TESTO FORNITO —
>>

Quando, il 13 ottobre 1950, Eva contro Eva viene presentato a New York, due settimane prima dell'uscita nelle sale americane, la critica lo accoglie fin da subito come un capolavoro. Sceneggiato e diretto da Joseph L. Mankiewicz sulla base di The Wisdom of Eve, un racconto pubblicato quattro anni prima dall'attrice teatrale Mary Orr, All About Eve si avvia a diventare il film-evento della stagione, sulla scia di un'altra pellicola che, con appena due mesi d'anticipo, aveva già suscitato un vasto entusiasmo: Viale del tramonto di Billy Wilder, un dramma dai contorni noir incentrato su una star del cinema muto che si aggrappa alla vana illusione di un ritorno in scena per non farsi inghiottire dall'oblio. Una storia che, con i dovuti distinguo, rimanda più di qualche eco della trama di Eva contro Eva, dominato a sua volta dalla presenza di una sublime Bette Davis.

Nei tre quarti di secolo a venire, tanto Viale del tramonto quanto Eva contro Eva non solo hanno superato la "prova del tempo", ma sono entrati a pieno diritto nell'immaginario culturale e hanno contribuito in maniera imprescindibile all'evoluzione del cinema americano dal punto di vista dei temi, del linguaggio e della costruzione narrativa. Opere 'gemelle' legate a doppio filo, frutto del talento di due fra i più geniali registi e sceneggiatori della Hollywood classica, questi due titoli riceveranno un'immediata consacrazione fin dall'edizione degli Academy Award 1950: tre statuette per la feroce satira dell'industria del cinema firmata da Billy Wilder e sei premi Oscar su quattordici nomination per il graffiante affresco del mondo del teatro dipinto da Joseph L. Mankiewicz, inclusi i trofei per miglior film e miglior regia.
Burrasca in palcoscenico: la trama di Eva contro Eva

Se Viale del tramonto è imperniato sulla sinistra icona di Norma Desmond, personaggio reso immortale dalla rediviva Gloria Swanson, Eva contro Eva si sviluppa attorno a una protagonista altrettanto memorabile: Margo Channing, primadonna del palcoscenico che, in coincidenza con il giro di boa dei quarant'anni, lascia entrare nella propria vita una giovane fan adorante, Eve Harrington (Anne Baxter), ingaggiandola come assistente, fin quando non comincia a vederla come una minaccia per la sua carriera. Una carriera che, di per sé, sembra instradarsi su una china discendente: Margo avverte di non essere più adatta alle parti da ventenne e, nel frattempo, comincia a interrogarsi anche rispetto alla vita privata, mettendo in discussione il rapporto con il suo fidanzato, il regista Bill Sampson (Gary Merrill), e abbandonandosi a frequenti esplosioni di rabbia ("Prendete il salvagente: stasera c'è aria di burrasca!", è la sua battuta proverbiale).

<<

ESERCIZI DA SVOLGERE —
1 – Stabilisci se ciascuna affermazione concorda con il testo su Eva contro Eva e rispondi sì o no, citando alla lettera le parole decisive. (a) Eva contro Eva fu presentato a New York il 13 ottobre 1950. (b) Eva contro Eva ottenne tre premi Oscar. (c) The Wisdom of Eve è un racconto dell'attrice teatrale Mary Orr.
2 – Riscrivi il passo del testo su Eva contro Eva da "Nei tre quarti" a "e miglior regia.", sostituendo "feroce" con "pungente".

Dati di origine
>>

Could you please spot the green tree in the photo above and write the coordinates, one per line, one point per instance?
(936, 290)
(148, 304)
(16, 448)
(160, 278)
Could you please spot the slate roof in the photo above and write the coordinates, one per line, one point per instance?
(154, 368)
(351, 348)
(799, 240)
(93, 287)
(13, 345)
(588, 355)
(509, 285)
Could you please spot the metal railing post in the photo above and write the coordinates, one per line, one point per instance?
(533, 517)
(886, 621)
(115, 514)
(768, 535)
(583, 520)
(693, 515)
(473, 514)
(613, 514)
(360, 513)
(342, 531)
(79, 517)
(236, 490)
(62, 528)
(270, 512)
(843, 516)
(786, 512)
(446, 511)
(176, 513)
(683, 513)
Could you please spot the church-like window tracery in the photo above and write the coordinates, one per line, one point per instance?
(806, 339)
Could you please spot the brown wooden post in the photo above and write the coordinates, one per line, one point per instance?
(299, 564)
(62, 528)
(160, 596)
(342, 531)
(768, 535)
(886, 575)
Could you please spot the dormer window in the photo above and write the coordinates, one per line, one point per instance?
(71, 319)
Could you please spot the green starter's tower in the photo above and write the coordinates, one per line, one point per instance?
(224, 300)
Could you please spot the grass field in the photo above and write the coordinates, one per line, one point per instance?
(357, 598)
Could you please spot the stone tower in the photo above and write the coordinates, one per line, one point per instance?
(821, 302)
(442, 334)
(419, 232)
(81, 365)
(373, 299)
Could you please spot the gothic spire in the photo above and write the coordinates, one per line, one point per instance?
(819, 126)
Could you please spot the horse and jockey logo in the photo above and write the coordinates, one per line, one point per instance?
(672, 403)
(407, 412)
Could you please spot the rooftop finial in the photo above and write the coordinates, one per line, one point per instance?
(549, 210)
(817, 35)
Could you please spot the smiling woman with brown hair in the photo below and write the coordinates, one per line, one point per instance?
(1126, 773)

<<

RISULTATI ATTESI —
1 –
(a) Sì: «il 13 ottobre 1950, Eva contro Eva viene presentato a New York»
(b) No: «sei premi Oscar su quattordici nomination per il graffiante affresco del mondo del teatro dipinto da Joseph L. Mankiewicz»
(c) Sì: «un racconto pubblicato quattro anni prima dall'attrice teatrale Mary Orr»

2 –
Nei tre quarti di secolo a venire, tanto Viale del tramonto quanto Eva contro Eva non solo hanno superato la "prova del tempo", ma sono entrati a pieno diritto nell'immaginario culturale e hanno contribuito in maniera imprescindibile all'evoluzione del cinema americano dal punto di vista dei temi, del linguaggio e della costruzione narrativa. Opere 'gemelle' legate a doppio filo, frutto del talento di due fra i più geniali registi e sceneggiatori della Hollywood classica, questi due titoli riceveranno un'immediata consacrazione fin dall'edizione degli Academy Award 1950: tre statuette per la pungente satira dell'industria del cinema firmata da Billy Wilder e sei premi Oscar su quattordici nomination per il graffiante affresco del mondo del teatro dipinto da Joseph L. Mankiewicz, inclusi i trofei per miglior film e miglior regia.